What the task requires. In the entries below, find the line with "column 597, row 271" and print exactly every line from there up to and including the line with "column 401, row 368", with no other lines.
• • • •
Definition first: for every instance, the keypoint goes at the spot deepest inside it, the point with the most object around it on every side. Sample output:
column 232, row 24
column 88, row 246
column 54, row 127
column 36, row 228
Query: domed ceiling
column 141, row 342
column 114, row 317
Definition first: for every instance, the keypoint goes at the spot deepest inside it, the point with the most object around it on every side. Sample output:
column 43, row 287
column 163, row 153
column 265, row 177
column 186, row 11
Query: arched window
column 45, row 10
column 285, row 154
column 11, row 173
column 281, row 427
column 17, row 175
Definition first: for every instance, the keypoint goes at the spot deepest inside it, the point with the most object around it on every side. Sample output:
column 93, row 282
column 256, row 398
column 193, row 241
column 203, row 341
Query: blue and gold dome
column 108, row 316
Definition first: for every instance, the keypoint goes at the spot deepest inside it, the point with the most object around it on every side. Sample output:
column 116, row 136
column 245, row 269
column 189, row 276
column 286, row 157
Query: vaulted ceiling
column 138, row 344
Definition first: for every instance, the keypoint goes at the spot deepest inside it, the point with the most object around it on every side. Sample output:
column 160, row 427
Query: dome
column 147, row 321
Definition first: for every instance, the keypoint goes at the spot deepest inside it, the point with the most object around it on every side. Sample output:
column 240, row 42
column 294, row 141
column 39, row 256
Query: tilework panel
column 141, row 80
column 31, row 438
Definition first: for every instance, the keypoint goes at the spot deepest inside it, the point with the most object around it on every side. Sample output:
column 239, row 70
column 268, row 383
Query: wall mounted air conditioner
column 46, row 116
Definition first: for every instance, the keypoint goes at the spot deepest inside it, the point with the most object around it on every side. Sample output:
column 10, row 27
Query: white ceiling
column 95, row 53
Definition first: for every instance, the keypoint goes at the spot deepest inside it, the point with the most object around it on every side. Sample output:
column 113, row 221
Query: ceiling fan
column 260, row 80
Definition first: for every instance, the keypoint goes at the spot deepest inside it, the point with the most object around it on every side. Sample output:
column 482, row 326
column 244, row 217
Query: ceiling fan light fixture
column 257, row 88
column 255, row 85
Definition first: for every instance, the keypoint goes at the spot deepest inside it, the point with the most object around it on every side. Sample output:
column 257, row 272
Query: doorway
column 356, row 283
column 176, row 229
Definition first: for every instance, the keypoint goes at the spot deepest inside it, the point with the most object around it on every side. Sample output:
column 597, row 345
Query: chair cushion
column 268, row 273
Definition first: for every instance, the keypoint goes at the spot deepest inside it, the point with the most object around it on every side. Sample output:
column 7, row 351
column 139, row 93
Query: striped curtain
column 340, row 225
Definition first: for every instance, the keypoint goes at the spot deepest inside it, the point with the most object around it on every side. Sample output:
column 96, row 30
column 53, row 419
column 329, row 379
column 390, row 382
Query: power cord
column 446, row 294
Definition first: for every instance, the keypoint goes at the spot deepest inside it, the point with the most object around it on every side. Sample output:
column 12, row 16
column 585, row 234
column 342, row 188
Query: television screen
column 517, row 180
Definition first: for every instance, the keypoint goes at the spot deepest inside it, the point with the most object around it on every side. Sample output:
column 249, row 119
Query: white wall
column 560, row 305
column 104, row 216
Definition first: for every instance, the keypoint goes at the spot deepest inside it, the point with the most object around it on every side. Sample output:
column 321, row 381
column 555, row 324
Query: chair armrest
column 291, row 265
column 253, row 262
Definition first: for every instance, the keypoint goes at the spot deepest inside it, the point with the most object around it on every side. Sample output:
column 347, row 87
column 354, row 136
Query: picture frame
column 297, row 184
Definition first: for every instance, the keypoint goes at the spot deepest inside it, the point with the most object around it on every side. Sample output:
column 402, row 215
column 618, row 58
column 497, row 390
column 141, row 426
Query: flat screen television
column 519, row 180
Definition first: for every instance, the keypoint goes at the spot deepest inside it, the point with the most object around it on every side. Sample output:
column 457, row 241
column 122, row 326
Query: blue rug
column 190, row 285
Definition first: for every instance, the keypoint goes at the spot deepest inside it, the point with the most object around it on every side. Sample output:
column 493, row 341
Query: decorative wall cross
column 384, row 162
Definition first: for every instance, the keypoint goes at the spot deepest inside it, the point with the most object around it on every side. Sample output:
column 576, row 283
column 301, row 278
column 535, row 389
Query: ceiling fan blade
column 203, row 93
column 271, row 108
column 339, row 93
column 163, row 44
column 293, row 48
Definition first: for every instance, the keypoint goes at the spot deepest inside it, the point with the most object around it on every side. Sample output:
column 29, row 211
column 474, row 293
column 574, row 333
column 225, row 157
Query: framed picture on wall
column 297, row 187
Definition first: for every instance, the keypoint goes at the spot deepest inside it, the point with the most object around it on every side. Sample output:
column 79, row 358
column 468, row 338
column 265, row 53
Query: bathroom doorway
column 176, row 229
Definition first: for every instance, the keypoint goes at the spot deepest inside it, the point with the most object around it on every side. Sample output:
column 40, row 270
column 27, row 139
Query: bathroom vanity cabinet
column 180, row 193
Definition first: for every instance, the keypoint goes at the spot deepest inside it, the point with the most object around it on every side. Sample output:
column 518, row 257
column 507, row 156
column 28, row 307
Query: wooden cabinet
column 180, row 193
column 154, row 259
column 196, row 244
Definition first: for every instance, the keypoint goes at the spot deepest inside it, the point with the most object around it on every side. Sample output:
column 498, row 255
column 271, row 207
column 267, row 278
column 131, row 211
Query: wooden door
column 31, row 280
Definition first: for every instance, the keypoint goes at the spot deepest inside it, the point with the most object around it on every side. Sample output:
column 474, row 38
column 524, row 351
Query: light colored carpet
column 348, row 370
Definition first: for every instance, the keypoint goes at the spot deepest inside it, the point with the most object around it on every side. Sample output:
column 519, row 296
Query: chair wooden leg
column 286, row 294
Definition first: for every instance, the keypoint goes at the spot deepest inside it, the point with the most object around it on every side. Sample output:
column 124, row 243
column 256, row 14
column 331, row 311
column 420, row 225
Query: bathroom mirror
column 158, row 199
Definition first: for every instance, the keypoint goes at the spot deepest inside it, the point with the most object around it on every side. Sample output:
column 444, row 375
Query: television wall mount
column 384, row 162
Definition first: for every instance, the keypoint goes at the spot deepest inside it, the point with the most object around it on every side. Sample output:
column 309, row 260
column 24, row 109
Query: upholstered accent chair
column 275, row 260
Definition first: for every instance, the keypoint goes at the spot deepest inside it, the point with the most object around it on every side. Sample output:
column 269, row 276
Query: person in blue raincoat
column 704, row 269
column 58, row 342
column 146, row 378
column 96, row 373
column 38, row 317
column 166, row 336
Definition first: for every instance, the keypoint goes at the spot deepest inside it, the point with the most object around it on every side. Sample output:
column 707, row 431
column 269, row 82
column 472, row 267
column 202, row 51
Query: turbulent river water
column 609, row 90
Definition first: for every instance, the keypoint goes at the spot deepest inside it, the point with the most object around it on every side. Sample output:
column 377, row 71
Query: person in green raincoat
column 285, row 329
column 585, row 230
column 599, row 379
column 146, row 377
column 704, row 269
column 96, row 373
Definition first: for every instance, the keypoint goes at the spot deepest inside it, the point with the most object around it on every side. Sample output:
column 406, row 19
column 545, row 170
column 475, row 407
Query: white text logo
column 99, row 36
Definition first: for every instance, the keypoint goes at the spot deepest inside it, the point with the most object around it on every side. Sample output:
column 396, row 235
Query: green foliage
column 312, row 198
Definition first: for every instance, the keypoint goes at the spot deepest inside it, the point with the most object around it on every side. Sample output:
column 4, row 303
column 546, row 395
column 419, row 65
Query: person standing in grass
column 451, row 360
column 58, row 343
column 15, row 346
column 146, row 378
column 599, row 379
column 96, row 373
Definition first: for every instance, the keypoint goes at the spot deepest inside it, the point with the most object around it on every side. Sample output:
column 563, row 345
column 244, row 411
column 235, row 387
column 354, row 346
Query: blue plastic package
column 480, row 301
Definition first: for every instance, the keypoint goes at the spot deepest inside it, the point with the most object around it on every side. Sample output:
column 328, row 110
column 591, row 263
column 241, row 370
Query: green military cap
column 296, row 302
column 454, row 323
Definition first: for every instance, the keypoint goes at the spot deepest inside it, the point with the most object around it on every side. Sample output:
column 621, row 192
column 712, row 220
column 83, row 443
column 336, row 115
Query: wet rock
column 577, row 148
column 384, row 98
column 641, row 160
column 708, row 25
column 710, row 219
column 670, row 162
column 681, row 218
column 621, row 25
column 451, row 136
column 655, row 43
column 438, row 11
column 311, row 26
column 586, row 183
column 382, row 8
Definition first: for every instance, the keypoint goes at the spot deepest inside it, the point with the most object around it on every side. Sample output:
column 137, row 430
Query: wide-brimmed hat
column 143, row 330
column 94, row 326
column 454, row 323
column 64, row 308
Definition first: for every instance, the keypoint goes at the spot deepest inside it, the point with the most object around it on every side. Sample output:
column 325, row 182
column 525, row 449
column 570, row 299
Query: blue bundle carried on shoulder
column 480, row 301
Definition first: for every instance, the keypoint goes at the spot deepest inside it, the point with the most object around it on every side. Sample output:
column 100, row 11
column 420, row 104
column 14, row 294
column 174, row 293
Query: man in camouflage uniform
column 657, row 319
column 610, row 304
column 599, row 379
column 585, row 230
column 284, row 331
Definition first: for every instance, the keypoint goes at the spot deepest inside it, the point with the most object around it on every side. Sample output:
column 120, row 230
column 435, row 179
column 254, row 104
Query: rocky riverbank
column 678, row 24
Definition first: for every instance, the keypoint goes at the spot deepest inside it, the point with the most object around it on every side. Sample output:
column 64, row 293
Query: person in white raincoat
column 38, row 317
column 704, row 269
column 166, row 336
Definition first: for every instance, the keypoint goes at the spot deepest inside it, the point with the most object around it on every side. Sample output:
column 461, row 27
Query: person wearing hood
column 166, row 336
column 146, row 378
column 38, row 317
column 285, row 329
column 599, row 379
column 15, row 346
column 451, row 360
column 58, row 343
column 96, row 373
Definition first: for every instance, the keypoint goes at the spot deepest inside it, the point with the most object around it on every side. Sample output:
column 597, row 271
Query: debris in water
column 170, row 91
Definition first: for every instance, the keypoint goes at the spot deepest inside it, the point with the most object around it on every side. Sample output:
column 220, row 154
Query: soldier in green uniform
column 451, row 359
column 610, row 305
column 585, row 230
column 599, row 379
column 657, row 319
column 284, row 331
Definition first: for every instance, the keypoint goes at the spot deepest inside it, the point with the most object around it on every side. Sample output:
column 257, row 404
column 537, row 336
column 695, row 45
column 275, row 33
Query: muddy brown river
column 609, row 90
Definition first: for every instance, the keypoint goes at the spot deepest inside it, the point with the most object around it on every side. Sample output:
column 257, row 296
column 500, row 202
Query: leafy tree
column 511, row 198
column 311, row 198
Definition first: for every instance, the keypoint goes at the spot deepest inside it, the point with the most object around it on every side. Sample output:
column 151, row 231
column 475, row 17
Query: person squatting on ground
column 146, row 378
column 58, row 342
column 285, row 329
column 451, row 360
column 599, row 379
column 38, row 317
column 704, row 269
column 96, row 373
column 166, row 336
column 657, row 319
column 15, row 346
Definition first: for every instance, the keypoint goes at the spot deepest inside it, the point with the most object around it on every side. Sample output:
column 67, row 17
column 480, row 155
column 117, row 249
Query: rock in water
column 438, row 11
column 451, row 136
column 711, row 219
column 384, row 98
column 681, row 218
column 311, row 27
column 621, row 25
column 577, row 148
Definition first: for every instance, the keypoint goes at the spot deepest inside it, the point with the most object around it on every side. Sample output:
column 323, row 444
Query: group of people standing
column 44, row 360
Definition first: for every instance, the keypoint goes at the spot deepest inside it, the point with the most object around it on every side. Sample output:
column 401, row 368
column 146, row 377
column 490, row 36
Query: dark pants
• • • •
Answer to the problem.
column 597, row 271
Query: debris in water
column 170, row 91
Definition first: for every instance, the keypoint goes at the spot deepest inside it, the point with the most object around it on every side. Sample output:
column 220, row 154
Query: soldier in green uniform
column 451, row 359
column 610, row 305
column 585, row 230
column 599, row 379
column 657, row 319
column 284, row 331
Definition first: for every instance, the keypoint goes at the spot deepest inside it, the point with the most object around it on every side. Sample output:
column 257, row 404
column 537, row 336
column 695, row 45
column 275, row 33
Query: muddy brown river
column 609, row 90
Definition first: for every instance, the keypoint goes at the spot deepest inside it, the point with the most object around it on every side. Sample output:
column 257, row 296
column 500, row 202
Query: leafy tree
column 511, row 198
column 311, row 198
Definition first: for every instance, the keypoint goes at the spot deepest inside it, the point with the most object around it on every side. Sample output:
column 151, row 231
column 475, row 17
Query: person squatting on ground
column 146, row 378
column 58, row 342
column 285, row 329
column 451, row 360
column 599, row 379
column 38, row 317
column 704, row 269
column 96, row 373
column 166, row 336
column 657, row 319
column 15, row 346
Definition first: for every instance, the keypoint goes at the spot deepest inside it, the point with the most object around it on every side. Sample output:
column 67, row 17
column 480, row 155
column 117, row 249
Query: rock in water
column 438, row 11
column 451, row 136
column 711, row 219
column 384, row 98
column 681, row 218
column 311, row 27
column 621, row 25
column 577, row 148
Definition first: for every instance, the keypoint goes at the spot deepest inside it, the point with the most object around it on every side. Sample output:
column 323, row 444
Query: group of people standing
column 44, row 360
Definition first: for every instance, the keypoint goes at the spot deepest inside it, the point with the most object around it on every side. Sample output:
column 401, row 368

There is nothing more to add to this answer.